*ИСХОДНЫЙ ТЕКСТ*:
====

Владимир Радунский: Буду думать, кто же я
Владимир Радунский уехал из СССР в 1982 году и с тех пор ни разу не возвращался. За это время он стал знаменитым американским автором, создал иллюстрации для двух десятков детских книг (почти половина из них — собственного сочинения), в том числе проиллюстрировал классические тексты вроде «Дама сдавала в багаж» Самуила Маршака, «Телефон» Корнея Чуковского, поэму Иосифа Бродского Discovery и совместную с Михаилом Барышниковым книгу Because.
Ни одной книги Радунского на русском языке не вышло. На этой неделе он впервые за 28 лет приезжает в Россию, чтобы поучаствовать в Международном книжном фестивале — представить свою новую книгу Hip hop dog (сделанную в соавторстве с Крисом Рашкой) и рассказать молодым художникам и иллюстраторам о книжном дизайне.
Как вы думаете, электронные технологии «съедят» бумажную литературу? И смогут ли тогда ваши книжки существовать в электронном виде?

====

*ПРЕДОСТАВЛЕННЫЕ ЗАПИСИ*:
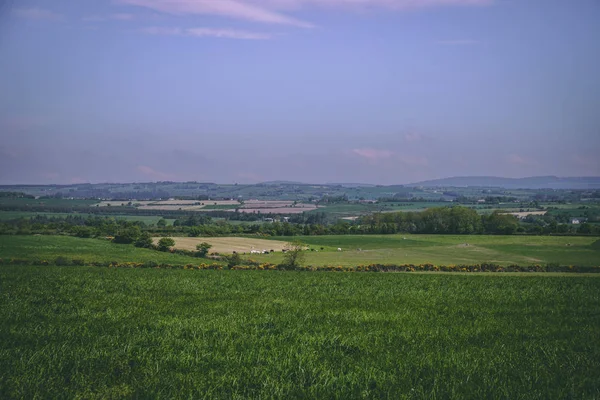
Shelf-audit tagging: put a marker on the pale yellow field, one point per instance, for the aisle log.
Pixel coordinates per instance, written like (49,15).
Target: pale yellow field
(284,210)
(196,202)
(120,203)
(526,213)
(228,244)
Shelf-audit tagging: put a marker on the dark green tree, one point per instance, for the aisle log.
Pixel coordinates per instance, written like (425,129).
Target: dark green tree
(202,249)
(165,244)
(294,255)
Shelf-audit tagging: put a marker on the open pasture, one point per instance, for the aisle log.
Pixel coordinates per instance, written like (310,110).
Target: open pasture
(97,333)
(48,248)
(229,244)
(447,249)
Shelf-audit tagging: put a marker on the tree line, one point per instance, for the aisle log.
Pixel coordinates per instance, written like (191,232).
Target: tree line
(441,220)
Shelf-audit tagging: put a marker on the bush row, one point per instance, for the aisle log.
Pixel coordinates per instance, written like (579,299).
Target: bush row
(485,267)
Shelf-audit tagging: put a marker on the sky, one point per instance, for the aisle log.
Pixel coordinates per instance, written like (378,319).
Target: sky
(318,91)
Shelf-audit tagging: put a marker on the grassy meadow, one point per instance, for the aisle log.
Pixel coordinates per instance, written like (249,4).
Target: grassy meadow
(87,332)
(382,249)
(448,249)
(89,250)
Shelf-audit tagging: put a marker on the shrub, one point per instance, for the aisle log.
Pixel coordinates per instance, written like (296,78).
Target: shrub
(164,244)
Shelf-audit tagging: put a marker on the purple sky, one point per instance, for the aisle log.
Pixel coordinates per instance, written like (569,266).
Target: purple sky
(374,91)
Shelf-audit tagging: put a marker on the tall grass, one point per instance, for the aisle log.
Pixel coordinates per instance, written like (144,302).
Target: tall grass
(105,333)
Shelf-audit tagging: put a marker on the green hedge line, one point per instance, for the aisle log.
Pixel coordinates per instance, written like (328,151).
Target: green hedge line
(63,261)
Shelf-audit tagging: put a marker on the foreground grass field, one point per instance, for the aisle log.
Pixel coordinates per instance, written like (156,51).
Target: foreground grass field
(84,332)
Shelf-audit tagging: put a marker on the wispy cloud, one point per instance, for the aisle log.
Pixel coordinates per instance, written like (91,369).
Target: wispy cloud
(276,11)
(207,32)
(228,8)
(114,17)
(516,159)
(458,42)
(93,18)
(38,14)
(373,154)
(413,160)
(154,174)
(122,17)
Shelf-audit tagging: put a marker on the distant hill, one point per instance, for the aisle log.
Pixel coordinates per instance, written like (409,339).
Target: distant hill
(349,185)
(535,182)
(276,183)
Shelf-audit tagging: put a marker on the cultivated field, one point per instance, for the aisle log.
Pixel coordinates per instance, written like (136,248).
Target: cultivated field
(97,333)
(229,244)
(447,249)
(89,250)
(383,249)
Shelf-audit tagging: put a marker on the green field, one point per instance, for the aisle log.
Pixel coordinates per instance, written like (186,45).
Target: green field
(86,332)
(89,250)
(382,249)
(447,249)
(147,219)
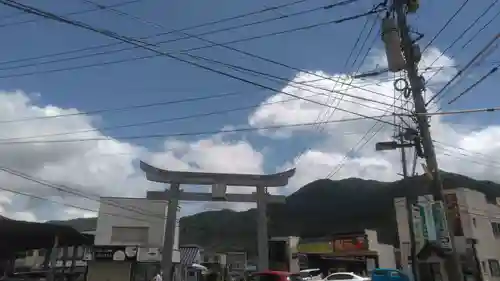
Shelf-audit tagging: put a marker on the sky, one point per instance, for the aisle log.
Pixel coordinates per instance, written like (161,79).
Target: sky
(79,110)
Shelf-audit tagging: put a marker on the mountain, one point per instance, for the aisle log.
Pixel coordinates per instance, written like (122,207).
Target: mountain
(319,208)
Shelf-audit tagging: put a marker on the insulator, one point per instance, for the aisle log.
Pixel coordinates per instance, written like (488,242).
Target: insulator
(392,45)
(413,6)
(417,54)
(418,148)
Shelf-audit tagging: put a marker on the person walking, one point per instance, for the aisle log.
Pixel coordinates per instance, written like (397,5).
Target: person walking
(158,276)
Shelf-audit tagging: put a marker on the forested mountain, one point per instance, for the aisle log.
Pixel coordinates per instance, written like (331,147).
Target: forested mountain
(317,209)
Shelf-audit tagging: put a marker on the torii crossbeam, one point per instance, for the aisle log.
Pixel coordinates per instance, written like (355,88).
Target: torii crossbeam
(219,183)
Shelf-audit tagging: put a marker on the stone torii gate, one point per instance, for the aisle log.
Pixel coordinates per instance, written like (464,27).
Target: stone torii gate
(219,183)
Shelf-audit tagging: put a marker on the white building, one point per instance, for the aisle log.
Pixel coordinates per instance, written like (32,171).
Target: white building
(129,239)
(476,222)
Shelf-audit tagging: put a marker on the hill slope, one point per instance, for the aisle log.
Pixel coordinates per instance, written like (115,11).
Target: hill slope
(319,208)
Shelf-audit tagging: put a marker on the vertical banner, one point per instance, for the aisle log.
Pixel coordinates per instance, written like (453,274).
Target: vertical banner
(441,225)
(418,227)
(429,229)
(454,213)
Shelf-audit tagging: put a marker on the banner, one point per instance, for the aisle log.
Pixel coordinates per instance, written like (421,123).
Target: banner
(441,225)
(429,229)
(418,227)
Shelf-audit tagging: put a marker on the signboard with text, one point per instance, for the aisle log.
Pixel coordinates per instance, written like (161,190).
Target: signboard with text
(441,224)
(315,248)
(349,244)
(114,253)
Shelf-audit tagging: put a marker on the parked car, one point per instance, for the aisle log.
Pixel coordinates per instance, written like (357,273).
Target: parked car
(311,274)
(274,276)
(345,276)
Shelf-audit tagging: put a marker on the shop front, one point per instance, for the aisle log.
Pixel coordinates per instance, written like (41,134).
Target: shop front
(111,263)
(340,253)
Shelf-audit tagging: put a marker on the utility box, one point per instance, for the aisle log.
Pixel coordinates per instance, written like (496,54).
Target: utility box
(283,254)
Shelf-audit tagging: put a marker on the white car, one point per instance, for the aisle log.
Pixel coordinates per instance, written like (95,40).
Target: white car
(345,276)
(311,274)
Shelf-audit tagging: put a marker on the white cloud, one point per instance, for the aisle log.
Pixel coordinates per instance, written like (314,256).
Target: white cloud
(110,167)
(98,168)
(363,161)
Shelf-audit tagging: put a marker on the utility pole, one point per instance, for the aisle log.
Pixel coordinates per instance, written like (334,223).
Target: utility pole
(410,201)
(411,54)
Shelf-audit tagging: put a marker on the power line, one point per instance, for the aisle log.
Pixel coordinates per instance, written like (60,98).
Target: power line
(290,83)
(81,12)
(342,3)
(492,71)
(70,205)
(247,53)
(201,133)
(75,192)
(233,27)
(481,30)
(446,25)
(464,69)
(147,46)
(157,121)
(460,36)
(125,108)
(182,51)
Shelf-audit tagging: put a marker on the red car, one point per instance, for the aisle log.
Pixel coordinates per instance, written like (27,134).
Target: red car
(275,276)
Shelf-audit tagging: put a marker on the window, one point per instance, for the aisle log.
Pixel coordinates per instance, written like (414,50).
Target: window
(483,266)
(79,252)
(496,228)
(266,277)
(129,235)
(69,252)
(494,268)
(339,276)
(42,252)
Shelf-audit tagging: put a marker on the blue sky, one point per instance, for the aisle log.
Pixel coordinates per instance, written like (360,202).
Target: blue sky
(160,79)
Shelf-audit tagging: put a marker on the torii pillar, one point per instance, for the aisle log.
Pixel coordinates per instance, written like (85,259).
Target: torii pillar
(219,183)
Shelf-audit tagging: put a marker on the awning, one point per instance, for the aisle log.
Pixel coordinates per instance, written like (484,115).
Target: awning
(18,236)
(189,255)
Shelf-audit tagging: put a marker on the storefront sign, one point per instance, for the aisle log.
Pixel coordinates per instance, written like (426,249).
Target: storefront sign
(429,228)
(418,226)
(350,244)
(442,233)
(454,213)
(114,253)
(315,248)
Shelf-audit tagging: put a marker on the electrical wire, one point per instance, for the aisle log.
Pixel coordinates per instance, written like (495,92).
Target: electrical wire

====

*ЗАДАНИЯ*:
1. Найдите в записях все строки, где встречается слово «mountain», и выпишите их. Регистр букв имеет значение.
2. Продолжите текст о художнике Владимире Радунском, начав сразу после его последнего предложения.

*ОТВЕТЫ ПО ЗАДАНИЯМ*:
1.
Shelf-audit tagging: put a marker on the mountain, one point per instance, for the aisle log.
Target: mountain
Shelf-audit tagging: put a marker on the forested mountain, one point per instance, for the aisle log.
Target: forested mountain

2.
Съедят. Съедят и не подавятся. Подавляющее большинство детских книжек будет выпускаться в электронном формате. Я думаю, что электронное будущее детских книг наступит, как только iPad или его аналоги сделаются проще, прочнее, дешевле и их можно будет без страха давать в руки детям. А это произойдет очень, очень скоро. Тем не менее я уверен, что некоторое количество детских книг, незначительная часть от общей массы, будет по-прежнему печататься на бумаге. Это будут дорогие книги, с какой-нибудь особенной конструкцией обложки, специальной бумагой, трехмерные книги-игрушки. В своем роде коллекционные предметы. Забава для взрослых.
Новый, электронный формат постепенно многое изменит и во внутренней структуре книги: деление на страницы со временем исчезнет, а вместе с этим исчезнут обычные наши 12-, 24-, 32-, 48-страничные форматы. Книги постепенно станут превращаться в непрерывные ленты изображений. Детская книга в каком-то смысле приблизится к анимации. Появятся звуки, появятся новые, возможные только на компьютерном экране световые и цветовые эффекты. Меня все это страшно увлекает, я вовсе не чувствую себя, ну знаете, как те актеры немого кино, у которых профессиональная жизнь оборвалась с наступлением эры кино звукового. Мои напечатанные на бумаге книги, так же как и книги большинства авторов, прекрасно могут быть переведены в электронную форму. Новая техника и новый формат неминуемо дадут сильный толчок новым художественным приемам. Цель же останется прежняя: писать и рисовать что-нибудь поинтересней и посмешней.
А как интереснее: самому писать книжки или работать в соавторстве и иллюстрировать чужие тексты?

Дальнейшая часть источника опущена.